Письменное задание: Перепишите из отрывка о дороге в Харбин фрагмент между словами «Наши пятеро, будучи» и «и не Китай.» включительно.

Отрывок для чтения:
Наши пятеро, будучи из одной деревни, почитай родня, да ещё в чужом краю, старались во всём держаться вместе. А ведь надо было и деньгами разжиться, и в порядок себя привести, и с жильём устроиться, и как-то худо-бедно пропитаться и приодеться.

Через какое-то время, оглядевшись и приведя себя в порядок, стали искать они подходы к русской миссии, располагавшейся в центре Кяхты. Она издавна отслеживала тут перемещение русских из России в Монголию. Однако боялись ребята быть призванными на военную службу. Неважно уже было к кому попадешь – к белым ли, к красным ли. Цель-то у них была иная. И раз уж решили они путь держать в Америку, нужны были какие-никакие, а документы. Америка – это вам не Монголия, не Маньчжурия и не Китай.

Но тут нашим героям повезло несказанно. Миссия эта, как оказалось, обслуживала уже новую власть, рабоче-крестьянскую. У неё были именно сейчас большие проблемы в городе Харбине, где требовались люди для работы на Китайской военной железной дороге (КВЖД). Добротные и крепкие наши парни в миссии приглянулись, и выдали им на старых ещё бланках, как подданным Российской Империи, документы, с которыми направили в русско-китайский Харбин. А в Харбине кто только и с кем в это время не воевал. За тамошние богатства помимо красногвардейцев ожесточенно боролись банды анархистов, семеновцев и каппелевцев, направленные сюда из Читы, где тогда ещё располагался их штаб.

До Харбина добирались через Монголию. А потом уже через Маньчжурию по самой КВЖД до этой промежуточной своей цели. Дорога была проложена в самом начале ХХ века, чтобы связать Центр России с Тихоокеанским побережьем. Основными строителями её были русские крестьяне, согнанные со всех западных губерний, многие из которых остались здесь жить и работать после начала движения. Управление КВЖД располагалось в Харбине, и город был в описываемый период Гражданской войны по сути своей русской колонией, имевшей на подведомственной территории все, что нужно для полноценной жизни, в том числе и консульское представительство. В соответствии с межгосударственными договорами КВЖД вместе с полосой отчуждения принадлежала России, и была она лакомым куском для всех противоборствующих в этом регионе враждебных друг другу сил.

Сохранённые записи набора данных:
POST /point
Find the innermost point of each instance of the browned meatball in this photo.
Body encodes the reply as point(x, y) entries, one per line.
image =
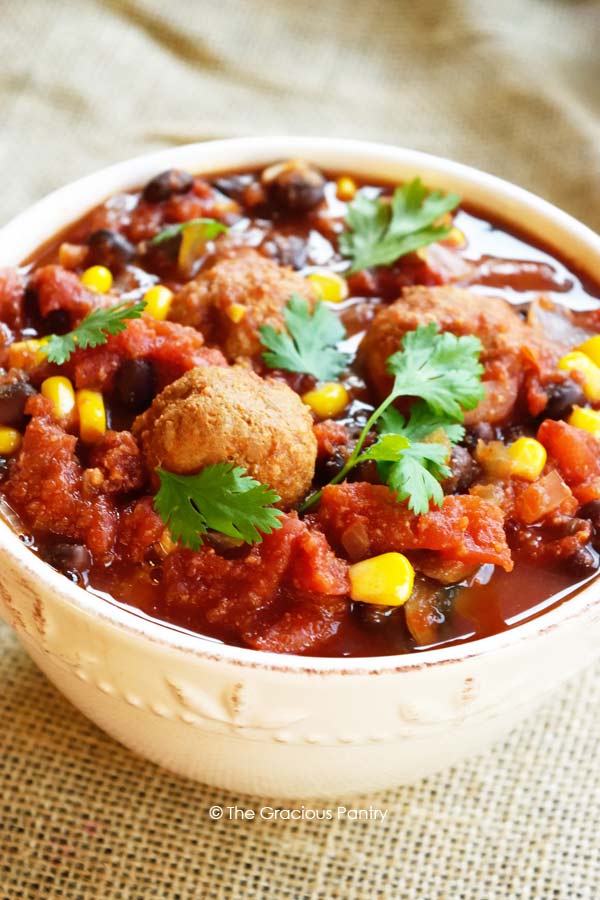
point(214, 414)
point(511, 347)
point(230, 301)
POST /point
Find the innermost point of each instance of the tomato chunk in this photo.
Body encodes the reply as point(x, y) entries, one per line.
point(464, 528)
point(172, 348)
point(286, 594)
point(12, 293)
point(45, 486)
point(576, 452)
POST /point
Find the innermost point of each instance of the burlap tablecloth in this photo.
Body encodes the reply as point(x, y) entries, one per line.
point(511, 86)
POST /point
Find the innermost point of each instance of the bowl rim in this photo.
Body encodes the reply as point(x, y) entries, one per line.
point(362, 157)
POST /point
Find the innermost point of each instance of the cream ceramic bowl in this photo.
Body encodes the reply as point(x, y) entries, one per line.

Ответ:
Наши пятеро, будучи из одной деревни, почитай родня, да ещё в чужом краю, старались во всём держаться вместе. А ведь надо было и деньгами разжиться, и в порядок себя привести, и с жильём устроиться, и как-то худо-бедно пропитаться и приодеться.

Через какое-то время, оглядевшись и приведя себя в порядок, стали искать они подходы к русской миссии, располагавшейся в центре Кяхты. Она издавна отслеживала тут перемещение русских из России в Монголию. Однако боялись ребята быть призванными на военную службу. Неважно уже было к кому попадешь – к белым ли, к красным ли. Цель-то у них была иная. И раз уж решили они путь держать в Америку, нужны были какие-никакие, а документы. Америка – это вам не Монголия, не Маньчжурия и не Китай.